* Texto:
________________________

Ordens dos Médicos e Farmacêuticos excluídas de grupo de dispensa de medicamentos em proximidade
As duas ordens profissionais demonstram-se chocadas com a decisão e alertam que o grupo criado para desempenhar a tarefa será inútil
As ordens dos médicos e dos farmacêuticos estão chocadas por terem sido excluídas do grupo de trabalho para estudar a dispensa de medicamentos em proximidade e dizem que, nos moldes em que foi criado, este grupo será inútil.
“Ficamos mais chocados sobretudo quando as duas ordens, e naturalmente os seus profissionais, que é quem está no terreno, durante o período da pandemia fizeram um esforço absolutamente excepcional para garantir que conseguíamos que nenhum doente em Portugal ficasse sem a sua medicação durante o período do confinamento”, disse à Lusa a bastonária da Ordem dos Farmacêuticos.
Ana Paula Martins recorda que “foram os farmacêuticos hospitalares, os da rede de farmácias, os médicos que nos hospitais que fazem a prescrição destes medicamentos, em conjunto e com o apoio de todos os parceiros do sector, como a indústria farmacêutica e a distribuição, que conseguiram que esta situação não fosse mais um problema”.
Considera que há falta de transparência no processo e que questiona os critérios para a escolha de algumas unidades hospitalares para o grupo de trabalho, em detrimento de outras.
“Alguns, como o Hospital de São João, ou o Centro Hospitalar de Coimbra, até conseguimos entender, pois têm experiências nesta área da entrega de proximidade, mas, por exemplo, o Centro Hospitalar Lisboa Central, que foi o primeiro a iniciar projectos de proximidade, em 2015, com medicamentos para o VIH/Sida não foi incluído. Porquê?”, questiona a bastonária.
Ana Paula Martins diz ainda ser incompreensível a inclusão no grupo de trabalho de dois elementos da Comissão de Farmácia e Terapêutica: “Isto prova uma coisa a muito grave: falta de transparência na governação, sobretudo numa altura em que devíamos estar todos unidos”.

________________________

* Questões de estudo:
a. Responda às perguntas sobre o texto:
(i) Que duas ordens profissionais foram excluídas do grupo de trabalho?
(ii) Que centro hospitalar iniciou projetos de proximidade em 2015 e não foi incluído?
(iii) De que comissão são os dois elementos cuja inclusão no grupo de trabalho é considerada incompreensível?
b. No texto, troque "inútil" por "ineficaz" em tudo o que vai desde "Ordens dos Médicos e Farmacêuticos" até "grupo será inútil.", e reproduza esse trecho já alterado.

* Informação fornecida:

________________________

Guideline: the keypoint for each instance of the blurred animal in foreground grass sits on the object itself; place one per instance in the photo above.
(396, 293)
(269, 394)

________________________

* Respostas do exercício:
a.
(i) A Ordem dos Médicos e a Ordem dos Farmacêuticos.
(ii) O Centro Hospitalar Lisboa Central.
(iii) Da Comissão de Farmácia e Terapêutica.

b.
Ordens dos Médicos e Farmacêuticos excluídas de grupo de dispensa de medicamentos em proximidade
As duas ordens profissionais demonstram-se chocadas com a decisão e alertam que o grupo criado para desempenhar a tarefa será ineficaz
As ordens dos médicos e dos farmacêuticos estão chocadas por terem sido excluídas do grupo de trabalho para estudar a dispensa de medicamentos em proximidade e dizem que, nos moldes em que foi criado, este grupo será ineficaz.